Zu erledigende Aufgabe - Nennen Sie alle Eurobeträge, die im vorliegenden Text vorkommen. Führen Sie jeden Betrag nur einmal auf.

Vorliegender Text -
────
Der Ausnahmetatbestand des § 144 Abs. 1 Satz 2 SGG liegt nicht vor, da der Rechtsstreit nicht laufende Leistungen für mehr als ein Jahr, sondern die Rückerstattung von darlehensweise gewährten Sozialhilfeleistungen betrifft. Rückerstattungsansprüche fallen unter § 144 Abs. 1 S. 1 Nr. 1 SGG (Dr. Tilman Breitkreuz, Dr. Frank Schreiber in: Breitkreuz/Fichte, § 144, Rn. 8). Der Beklagte forderte von der Klägerin die zuvor darlehensweise gewährten Sozialhilfeleistungen nebst Zinsen in Höhe von ursprünglich 17.074,89 EUR zurück. Die Klägerin hat auf die Forderung 9.549,92 EUR gezahlt und sich mit der Klage vor dem Sozialgericht gegen die weitere Inanspruchnahme - der Beklagte hat zuletzt im Widerspruchsbescheid vom 12.5.2014 nur noch weitere 3.840,64 EUR gefordert - gewandt. Das Sozialgericht hat im Urteil vom 11.4.2017 "den Bescheid" vom 27.10.2011 in der Gestalt des Widerspruchsbescheids vom 15.5.2014 aufgehoben, soweit eine höhere Rückforderungssumme als die gezahlten 9.549,92 EUR geltend gemacht wurde. Es hat damit dem Hilfsantrag stattgegeben, der wertmäßig mit dem Hauptantrag identisch ist und sich nur durch die rechtliche Einordnung des Schreibens vom 27.10.2011 unterschieden hat. Damit hat die Klägerin mit der Klage vom SG wertmäßig alles erhalten, was sie wollte, nämlich nicht mehr als 9.549,92 EUR erstatten zu müssen. Wertmäßig hat sie mit der Klage voll obsiegt. Der Wert des Beschwerdegegenstandes in der Berufung ist daher Null. Der Beschwerdewert von 750,- EUR wird mit der vorliegenden Berufung nicht überschritten. Die Berufung ist daher nicht statthaft (vgl. § 144 Abs. 1 SGG). Wie der Klägervertreter dennoch im Schriftsatz vom 28.6.2017 im Gegensatz zu der Berufungsbegründung den Beschwerdewert mit 3.840,64 EUR glaubt zu ermitteln, der dem von der Beklagten im Widerspruchsbescheid vom 12.5.2014 noch geforderten Restbetrag entspricht, ist für den Senat schlicht nicht nachvollziehbar.
────
Extrahierte Daten -
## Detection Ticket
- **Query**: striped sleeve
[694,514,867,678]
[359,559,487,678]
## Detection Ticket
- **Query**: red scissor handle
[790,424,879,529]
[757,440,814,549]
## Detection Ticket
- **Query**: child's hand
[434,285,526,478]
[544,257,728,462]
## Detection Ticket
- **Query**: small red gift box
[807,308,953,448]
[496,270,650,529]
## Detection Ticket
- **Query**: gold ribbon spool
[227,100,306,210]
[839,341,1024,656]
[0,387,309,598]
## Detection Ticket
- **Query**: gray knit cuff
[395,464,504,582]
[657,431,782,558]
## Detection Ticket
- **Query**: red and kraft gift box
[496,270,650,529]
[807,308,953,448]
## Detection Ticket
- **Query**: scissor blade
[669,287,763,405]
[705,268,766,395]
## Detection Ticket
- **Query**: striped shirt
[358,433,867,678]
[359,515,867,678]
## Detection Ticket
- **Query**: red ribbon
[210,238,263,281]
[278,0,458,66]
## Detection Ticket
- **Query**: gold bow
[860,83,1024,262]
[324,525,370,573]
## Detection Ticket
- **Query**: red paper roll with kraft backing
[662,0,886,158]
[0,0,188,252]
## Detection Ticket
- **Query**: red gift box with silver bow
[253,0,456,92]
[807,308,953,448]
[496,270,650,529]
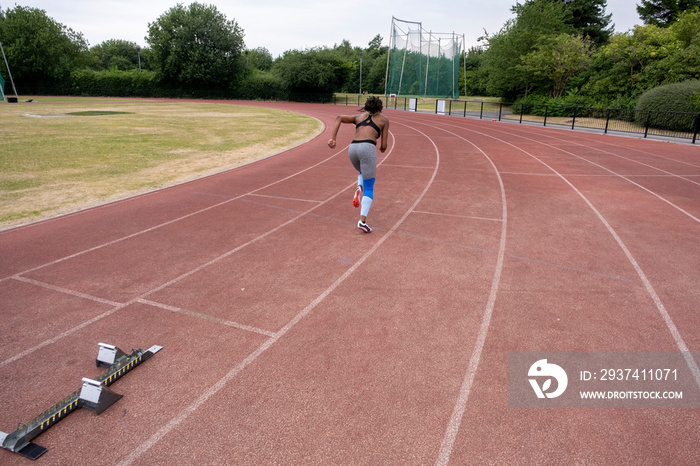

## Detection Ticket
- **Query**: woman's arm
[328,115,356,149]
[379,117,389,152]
────
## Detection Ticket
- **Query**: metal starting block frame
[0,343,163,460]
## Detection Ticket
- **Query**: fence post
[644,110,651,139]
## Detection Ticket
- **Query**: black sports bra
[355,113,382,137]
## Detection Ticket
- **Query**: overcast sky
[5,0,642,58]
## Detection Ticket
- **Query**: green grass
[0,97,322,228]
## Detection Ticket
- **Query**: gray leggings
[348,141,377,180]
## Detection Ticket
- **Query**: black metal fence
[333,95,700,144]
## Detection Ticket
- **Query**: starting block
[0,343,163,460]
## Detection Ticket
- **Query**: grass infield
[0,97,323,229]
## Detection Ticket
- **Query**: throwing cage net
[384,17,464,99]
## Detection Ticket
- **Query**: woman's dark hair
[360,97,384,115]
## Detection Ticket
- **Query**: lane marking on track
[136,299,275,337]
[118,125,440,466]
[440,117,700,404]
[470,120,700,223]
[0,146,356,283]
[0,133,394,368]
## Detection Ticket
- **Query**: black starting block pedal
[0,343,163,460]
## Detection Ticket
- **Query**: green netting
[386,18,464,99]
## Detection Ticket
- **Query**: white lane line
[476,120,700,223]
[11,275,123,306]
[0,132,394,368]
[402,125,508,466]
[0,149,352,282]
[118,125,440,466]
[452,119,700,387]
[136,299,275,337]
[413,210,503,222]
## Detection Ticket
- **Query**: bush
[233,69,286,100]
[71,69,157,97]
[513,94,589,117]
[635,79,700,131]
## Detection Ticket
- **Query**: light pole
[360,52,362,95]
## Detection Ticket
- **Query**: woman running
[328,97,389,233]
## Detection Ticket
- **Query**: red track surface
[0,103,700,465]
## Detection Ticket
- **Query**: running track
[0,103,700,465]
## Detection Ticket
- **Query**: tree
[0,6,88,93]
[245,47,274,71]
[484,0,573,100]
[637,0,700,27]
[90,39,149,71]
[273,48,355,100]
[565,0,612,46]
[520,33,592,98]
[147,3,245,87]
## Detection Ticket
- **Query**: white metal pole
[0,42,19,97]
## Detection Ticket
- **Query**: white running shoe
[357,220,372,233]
────
Ihre Lösung -
17.074,89 EUR
9.549,92 EUR
3.840,64 EUR
750,- EUR